Start EXCERPT
Mining of a Heuristics net using Lossy Counting with Budget:

In [None]:
from pybeamline.algorithms.discovery import heuristics_miner_lossy_counting_budget

log_source(["ABCD", "ABCD"]).pipe(
    heuristics_miner_lossy_counting_budget(model_update_frequency=4)
).subscribe(lambda x: print(str(x)))

{'A': (node:A connections:{B:[0.5]}), 'B': (node:B connections:{C:[0.5]}), 'C': (node:C connections:{D:[0.5]}), 'D': (node:D connections:{})}
{'A': (node:A connections:{B:[0.6666666666666666]}), 'B': (node:B connections:{C:[0.6666666666666666]}), 'C': (node:C connections:{D:[0.6666666666666666]}), 'D': (node:D connections:{})}


<reactivex.disposable.disposable.Disposable at 0x173521cfd60>

### Conformance checking

Currently only conformance checking using behavioral profiles is supported:

In [None]:
from pybeamline.algorithms.conformance import mine_behavioral_model_from_stream, behavioral_conformance

source = log_source(["ABCD", "ABCD"])
reference_model = mine_behavioral_model_from_stream(source)
print(reference_model)

log_source(["ABCD", "ABCD"]).pipe(
    excludes_activity_filter("A"),
    behavioral_conformance(reference_model)
).subscribe(lambda x: print(str(x)))
End EXCERPT
Start DATA LISTING
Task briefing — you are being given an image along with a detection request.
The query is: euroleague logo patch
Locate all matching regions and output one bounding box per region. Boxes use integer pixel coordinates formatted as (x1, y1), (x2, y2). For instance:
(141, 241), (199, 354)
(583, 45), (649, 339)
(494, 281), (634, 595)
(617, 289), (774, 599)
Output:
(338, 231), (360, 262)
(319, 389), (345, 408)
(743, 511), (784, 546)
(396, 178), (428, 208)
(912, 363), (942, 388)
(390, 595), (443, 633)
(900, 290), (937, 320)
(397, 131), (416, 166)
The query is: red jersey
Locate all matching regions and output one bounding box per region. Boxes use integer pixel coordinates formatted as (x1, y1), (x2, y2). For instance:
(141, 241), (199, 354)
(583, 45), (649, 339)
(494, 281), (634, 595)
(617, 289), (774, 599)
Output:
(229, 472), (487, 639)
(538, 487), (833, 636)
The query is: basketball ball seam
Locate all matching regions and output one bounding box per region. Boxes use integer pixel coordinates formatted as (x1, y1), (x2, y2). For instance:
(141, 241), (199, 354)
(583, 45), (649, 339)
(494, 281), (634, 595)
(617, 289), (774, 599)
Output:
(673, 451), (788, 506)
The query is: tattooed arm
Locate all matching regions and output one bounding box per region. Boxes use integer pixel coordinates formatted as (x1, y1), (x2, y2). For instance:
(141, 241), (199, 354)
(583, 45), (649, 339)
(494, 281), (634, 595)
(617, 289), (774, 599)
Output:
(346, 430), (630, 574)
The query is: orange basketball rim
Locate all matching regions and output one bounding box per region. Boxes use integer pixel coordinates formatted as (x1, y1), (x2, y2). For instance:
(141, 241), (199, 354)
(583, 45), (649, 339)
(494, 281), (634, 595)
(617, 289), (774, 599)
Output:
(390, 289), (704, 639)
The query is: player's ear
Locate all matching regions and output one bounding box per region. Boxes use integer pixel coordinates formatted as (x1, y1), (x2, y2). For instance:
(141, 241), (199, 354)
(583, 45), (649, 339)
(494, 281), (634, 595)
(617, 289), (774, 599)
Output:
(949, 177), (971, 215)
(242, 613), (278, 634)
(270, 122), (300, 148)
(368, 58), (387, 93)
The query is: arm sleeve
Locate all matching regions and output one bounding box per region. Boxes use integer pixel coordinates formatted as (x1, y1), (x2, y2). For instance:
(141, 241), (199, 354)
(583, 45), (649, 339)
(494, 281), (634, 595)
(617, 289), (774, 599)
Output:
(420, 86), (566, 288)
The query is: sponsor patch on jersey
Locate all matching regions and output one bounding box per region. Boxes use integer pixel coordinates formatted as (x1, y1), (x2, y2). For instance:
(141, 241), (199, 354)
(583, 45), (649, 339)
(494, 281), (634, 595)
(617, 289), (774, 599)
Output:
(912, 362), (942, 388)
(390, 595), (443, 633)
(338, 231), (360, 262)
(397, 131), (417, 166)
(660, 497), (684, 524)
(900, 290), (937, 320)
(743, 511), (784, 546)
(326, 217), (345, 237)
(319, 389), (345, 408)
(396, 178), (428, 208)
End DATA LISTING
Start DATA LISTING
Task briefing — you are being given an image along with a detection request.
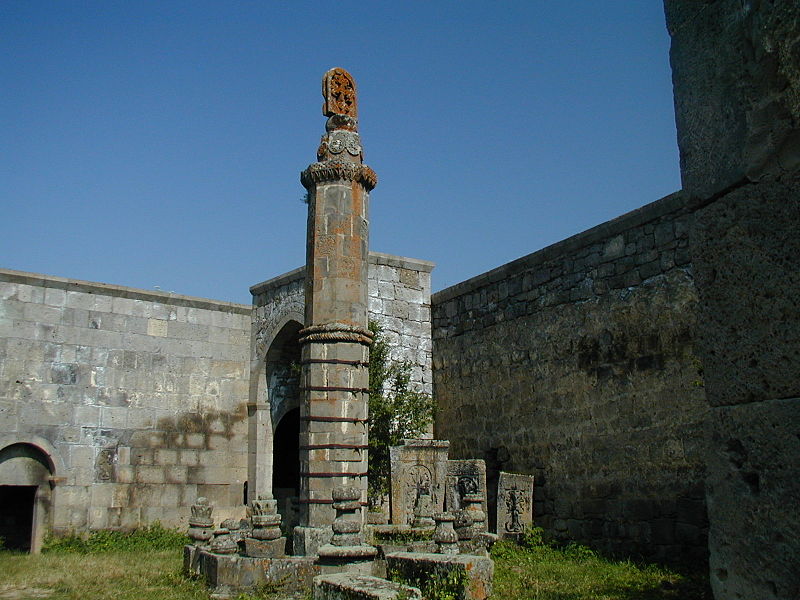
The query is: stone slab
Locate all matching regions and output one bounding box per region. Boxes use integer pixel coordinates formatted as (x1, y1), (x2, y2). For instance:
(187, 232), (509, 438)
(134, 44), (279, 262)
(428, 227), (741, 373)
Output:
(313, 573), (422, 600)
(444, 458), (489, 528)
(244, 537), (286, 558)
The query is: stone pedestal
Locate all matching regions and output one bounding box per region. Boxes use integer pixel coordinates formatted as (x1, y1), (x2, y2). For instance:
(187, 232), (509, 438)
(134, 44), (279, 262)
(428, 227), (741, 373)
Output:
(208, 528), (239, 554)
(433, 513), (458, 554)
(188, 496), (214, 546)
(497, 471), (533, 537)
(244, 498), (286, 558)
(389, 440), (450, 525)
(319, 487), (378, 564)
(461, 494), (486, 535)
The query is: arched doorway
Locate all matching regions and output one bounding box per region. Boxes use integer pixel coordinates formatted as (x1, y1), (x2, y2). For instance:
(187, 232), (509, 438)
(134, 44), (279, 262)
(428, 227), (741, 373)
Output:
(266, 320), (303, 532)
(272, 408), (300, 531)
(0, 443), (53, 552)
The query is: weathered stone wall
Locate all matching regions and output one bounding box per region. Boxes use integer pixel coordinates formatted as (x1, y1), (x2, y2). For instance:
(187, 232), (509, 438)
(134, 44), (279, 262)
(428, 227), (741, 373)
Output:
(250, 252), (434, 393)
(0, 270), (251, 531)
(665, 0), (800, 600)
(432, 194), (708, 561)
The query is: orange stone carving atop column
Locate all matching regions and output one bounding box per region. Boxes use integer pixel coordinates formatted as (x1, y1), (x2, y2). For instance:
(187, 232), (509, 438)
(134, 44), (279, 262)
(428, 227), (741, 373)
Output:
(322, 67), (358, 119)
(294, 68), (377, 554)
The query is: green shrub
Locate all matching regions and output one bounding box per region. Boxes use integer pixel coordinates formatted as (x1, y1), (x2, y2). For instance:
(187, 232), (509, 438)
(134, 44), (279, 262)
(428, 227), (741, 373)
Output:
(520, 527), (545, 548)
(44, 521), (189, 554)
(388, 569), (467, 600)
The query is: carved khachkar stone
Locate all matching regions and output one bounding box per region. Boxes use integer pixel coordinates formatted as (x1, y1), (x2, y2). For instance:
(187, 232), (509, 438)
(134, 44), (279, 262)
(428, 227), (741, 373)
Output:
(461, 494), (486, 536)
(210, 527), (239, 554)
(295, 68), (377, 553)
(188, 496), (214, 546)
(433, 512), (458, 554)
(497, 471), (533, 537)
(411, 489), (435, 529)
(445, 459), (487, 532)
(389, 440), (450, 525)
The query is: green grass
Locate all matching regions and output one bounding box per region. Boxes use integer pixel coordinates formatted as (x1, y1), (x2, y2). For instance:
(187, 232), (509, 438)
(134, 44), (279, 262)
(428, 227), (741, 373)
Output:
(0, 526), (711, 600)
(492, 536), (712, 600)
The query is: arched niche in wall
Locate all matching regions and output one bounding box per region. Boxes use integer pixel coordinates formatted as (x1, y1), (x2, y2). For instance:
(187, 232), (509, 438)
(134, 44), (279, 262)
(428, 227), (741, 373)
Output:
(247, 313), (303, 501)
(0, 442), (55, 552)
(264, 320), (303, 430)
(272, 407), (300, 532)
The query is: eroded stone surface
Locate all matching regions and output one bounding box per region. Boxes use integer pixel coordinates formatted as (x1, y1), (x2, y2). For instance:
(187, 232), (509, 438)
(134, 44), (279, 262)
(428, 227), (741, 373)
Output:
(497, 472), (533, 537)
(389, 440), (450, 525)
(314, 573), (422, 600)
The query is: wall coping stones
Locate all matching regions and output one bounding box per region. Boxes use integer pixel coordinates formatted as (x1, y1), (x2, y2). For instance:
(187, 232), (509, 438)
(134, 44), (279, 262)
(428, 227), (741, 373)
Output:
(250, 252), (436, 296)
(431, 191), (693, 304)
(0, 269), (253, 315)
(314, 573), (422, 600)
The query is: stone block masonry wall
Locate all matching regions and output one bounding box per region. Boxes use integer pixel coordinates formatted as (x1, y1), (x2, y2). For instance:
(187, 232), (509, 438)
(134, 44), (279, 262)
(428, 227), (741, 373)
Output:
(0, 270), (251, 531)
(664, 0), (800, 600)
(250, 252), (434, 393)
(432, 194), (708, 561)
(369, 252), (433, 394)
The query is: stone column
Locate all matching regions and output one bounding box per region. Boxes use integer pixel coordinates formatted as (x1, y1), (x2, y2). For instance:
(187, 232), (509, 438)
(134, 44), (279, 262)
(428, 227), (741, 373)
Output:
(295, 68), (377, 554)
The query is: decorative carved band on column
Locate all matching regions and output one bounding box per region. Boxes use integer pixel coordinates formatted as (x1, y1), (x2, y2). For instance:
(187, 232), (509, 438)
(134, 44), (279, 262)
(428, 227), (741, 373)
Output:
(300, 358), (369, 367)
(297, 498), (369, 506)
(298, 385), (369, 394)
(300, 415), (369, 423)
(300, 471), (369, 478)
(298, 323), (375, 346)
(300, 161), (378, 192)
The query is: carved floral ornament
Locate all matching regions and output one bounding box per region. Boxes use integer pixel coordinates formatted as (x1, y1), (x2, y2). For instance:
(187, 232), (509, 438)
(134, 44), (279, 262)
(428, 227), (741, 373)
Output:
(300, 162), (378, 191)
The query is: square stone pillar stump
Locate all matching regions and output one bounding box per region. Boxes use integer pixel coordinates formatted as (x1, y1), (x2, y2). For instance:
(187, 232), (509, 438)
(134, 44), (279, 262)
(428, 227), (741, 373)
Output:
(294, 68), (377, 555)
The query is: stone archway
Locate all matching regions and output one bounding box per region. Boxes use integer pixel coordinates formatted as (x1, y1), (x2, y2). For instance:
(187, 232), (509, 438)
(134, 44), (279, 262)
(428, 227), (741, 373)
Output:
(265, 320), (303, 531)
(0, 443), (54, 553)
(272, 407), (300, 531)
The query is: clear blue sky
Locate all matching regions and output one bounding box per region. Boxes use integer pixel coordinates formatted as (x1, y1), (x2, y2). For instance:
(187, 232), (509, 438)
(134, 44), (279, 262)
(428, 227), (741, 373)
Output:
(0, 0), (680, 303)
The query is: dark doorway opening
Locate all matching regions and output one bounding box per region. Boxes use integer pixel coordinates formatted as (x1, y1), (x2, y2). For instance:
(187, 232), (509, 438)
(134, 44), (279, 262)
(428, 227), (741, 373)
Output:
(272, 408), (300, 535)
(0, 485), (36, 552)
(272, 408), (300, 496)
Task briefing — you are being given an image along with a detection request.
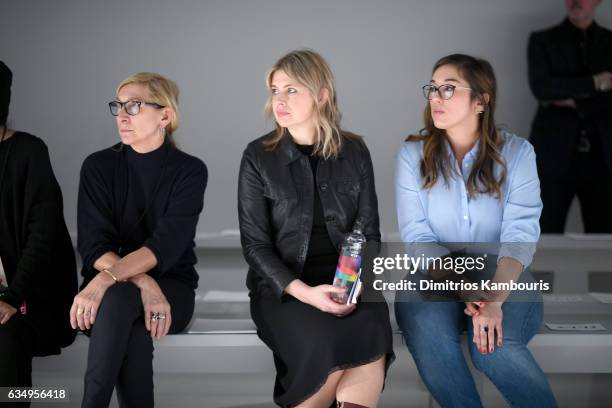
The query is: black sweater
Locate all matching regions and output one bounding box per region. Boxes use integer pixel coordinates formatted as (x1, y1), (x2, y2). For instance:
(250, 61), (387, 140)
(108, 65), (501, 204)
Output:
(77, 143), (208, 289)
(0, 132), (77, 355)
End DATA LISTING
Start DATA LISTING
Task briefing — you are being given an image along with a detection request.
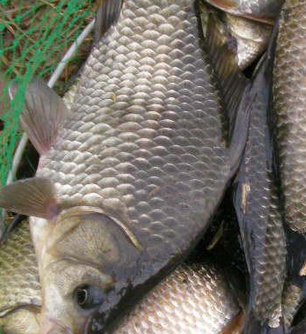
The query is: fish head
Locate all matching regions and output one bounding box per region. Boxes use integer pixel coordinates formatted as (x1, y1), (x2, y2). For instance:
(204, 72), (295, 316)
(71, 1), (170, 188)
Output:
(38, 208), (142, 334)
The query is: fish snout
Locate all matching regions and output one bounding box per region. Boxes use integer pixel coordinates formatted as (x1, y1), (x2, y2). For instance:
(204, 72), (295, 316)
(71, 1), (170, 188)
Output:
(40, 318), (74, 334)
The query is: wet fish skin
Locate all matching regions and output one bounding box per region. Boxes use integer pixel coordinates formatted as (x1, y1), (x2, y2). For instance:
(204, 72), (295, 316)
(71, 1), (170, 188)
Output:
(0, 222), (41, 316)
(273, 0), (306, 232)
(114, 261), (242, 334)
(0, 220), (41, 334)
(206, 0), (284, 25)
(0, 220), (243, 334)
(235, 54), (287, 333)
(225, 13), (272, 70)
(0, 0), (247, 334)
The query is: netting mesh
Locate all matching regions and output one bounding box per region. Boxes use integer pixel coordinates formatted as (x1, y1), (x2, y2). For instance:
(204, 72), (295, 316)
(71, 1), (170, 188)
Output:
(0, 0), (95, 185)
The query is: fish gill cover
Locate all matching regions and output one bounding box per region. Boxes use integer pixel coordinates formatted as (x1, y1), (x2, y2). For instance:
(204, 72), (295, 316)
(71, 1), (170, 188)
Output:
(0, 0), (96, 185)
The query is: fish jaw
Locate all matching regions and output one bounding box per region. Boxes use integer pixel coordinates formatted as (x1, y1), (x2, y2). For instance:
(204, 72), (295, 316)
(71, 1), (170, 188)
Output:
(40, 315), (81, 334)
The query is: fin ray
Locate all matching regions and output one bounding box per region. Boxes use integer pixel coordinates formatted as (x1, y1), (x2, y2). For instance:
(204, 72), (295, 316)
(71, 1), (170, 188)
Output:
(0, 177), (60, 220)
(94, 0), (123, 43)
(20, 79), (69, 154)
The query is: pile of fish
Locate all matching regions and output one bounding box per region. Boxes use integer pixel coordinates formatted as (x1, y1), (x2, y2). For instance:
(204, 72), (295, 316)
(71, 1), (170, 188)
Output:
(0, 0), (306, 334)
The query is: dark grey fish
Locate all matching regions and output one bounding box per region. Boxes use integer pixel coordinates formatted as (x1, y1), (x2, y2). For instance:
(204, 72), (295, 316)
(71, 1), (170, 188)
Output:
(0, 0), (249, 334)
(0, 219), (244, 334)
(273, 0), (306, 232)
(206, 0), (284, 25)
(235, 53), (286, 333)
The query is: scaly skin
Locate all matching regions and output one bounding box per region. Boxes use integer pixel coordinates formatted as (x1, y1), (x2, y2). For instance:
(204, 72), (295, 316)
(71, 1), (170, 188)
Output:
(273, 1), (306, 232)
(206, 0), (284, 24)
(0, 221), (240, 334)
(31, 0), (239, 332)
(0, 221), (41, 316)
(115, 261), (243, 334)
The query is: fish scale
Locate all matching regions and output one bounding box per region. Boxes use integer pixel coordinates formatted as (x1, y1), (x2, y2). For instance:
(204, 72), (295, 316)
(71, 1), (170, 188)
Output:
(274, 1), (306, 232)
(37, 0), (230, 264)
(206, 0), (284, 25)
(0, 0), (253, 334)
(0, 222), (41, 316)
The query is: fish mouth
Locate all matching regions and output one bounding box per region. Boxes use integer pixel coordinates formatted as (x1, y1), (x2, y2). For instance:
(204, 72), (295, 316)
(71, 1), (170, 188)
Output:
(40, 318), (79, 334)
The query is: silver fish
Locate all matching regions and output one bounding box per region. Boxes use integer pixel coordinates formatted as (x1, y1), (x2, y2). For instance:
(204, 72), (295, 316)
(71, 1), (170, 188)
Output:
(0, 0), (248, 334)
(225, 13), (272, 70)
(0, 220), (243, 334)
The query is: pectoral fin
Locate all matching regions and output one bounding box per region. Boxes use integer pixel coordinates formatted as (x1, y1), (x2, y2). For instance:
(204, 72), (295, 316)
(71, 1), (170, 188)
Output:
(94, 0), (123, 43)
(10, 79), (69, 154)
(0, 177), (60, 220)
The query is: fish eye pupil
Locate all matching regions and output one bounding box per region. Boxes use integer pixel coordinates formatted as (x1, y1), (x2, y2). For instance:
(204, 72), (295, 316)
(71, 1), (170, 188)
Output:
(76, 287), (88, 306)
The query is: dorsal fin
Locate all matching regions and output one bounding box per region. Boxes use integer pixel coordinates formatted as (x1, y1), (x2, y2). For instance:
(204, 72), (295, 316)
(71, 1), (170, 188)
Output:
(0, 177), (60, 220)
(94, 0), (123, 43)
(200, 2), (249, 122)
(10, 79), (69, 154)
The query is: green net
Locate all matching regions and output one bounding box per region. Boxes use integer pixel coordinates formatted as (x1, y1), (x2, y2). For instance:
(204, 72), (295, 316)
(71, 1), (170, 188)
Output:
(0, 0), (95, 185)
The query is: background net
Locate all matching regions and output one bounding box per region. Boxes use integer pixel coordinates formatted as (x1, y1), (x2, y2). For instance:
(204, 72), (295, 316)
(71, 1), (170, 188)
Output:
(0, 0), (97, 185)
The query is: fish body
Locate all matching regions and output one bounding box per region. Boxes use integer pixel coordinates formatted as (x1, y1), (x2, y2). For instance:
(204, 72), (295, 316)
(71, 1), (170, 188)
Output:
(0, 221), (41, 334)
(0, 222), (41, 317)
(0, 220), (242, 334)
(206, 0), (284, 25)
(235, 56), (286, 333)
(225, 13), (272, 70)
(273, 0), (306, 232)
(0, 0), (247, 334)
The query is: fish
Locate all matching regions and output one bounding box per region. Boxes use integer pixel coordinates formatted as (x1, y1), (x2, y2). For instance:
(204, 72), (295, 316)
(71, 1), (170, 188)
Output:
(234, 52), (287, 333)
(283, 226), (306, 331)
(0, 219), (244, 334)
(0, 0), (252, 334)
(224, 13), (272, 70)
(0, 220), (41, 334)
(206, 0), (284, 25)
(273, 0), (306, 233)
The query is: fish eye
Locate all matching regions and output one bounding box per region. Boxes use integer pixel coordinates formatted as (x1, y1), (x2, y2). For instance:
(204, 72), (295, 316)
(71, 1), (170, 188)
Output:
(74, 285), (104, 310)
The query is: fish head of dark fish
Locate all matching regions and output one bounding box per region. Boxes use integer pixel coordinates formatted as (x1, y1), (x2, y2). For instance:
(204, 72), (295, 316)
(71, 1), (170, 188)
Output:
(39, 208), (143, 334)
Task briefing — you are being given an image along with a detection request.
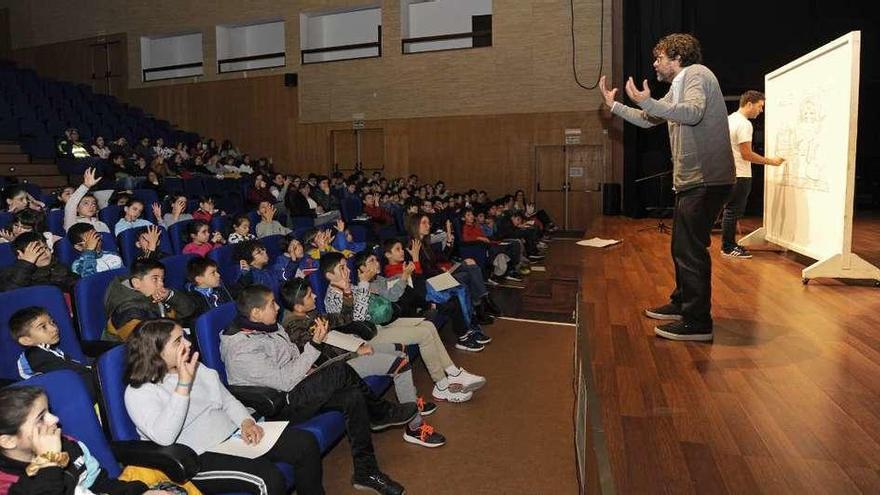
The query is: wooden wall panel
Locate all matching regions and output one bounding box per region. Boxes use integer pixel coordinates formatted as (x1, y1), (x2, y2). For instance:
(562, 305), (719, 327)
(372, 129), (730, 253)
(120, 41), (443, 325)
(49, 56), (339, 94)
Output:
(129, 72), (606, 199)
End DATA LISTING
**EXERCISE REQUIREMENTS**
(a) In the pyBeamline excerpt, which kind of conformance checking is the only one currently supported?
(b) Pick up the pyBeamline excerpt right after its last line of code and carry it on.

**ANSWERS**
(a) Conformance checking using behavioral profiles.

(b)
([('A', 'B'), ('B', 'C'), ('C', 'D')], {('A', 'B'): (0, 0), ('B', 'C'): (1, 1), ('C', 'D'): (2, 2)}, {('A', 'B'): 2, ('B', 'C'): 1, ('C', 'D'): 0})
(1.0, 0.5, 1)
(1.0, 1.0, 1)
(1.0, 0.5, 1)
(1.0, 1.0, 1)


<reactivex.disposable.disposable.Disposable at 0x17352e173a0>

### Sliding window

This technique allows to apply any existing process mininig technique on streaming data

In [None]:
from pybeamline.sources import log_source
from pybeamline.mappers import sliding_window_to_log
from reactivex.operators import window_with_count
import pm4py

def mine(log):
    print(pm4py.discover_dfg_typed(log))

log_source(["ABC", "ABD"]).pipe(
    window_with_count(3),
    sliding_window_to_log()
).subscribe(mine)

Counter({('A', 'B'): 1, ('B', 'C'): 1})
Counter({('A', 'B'): 1, ('B', 'D'): 1})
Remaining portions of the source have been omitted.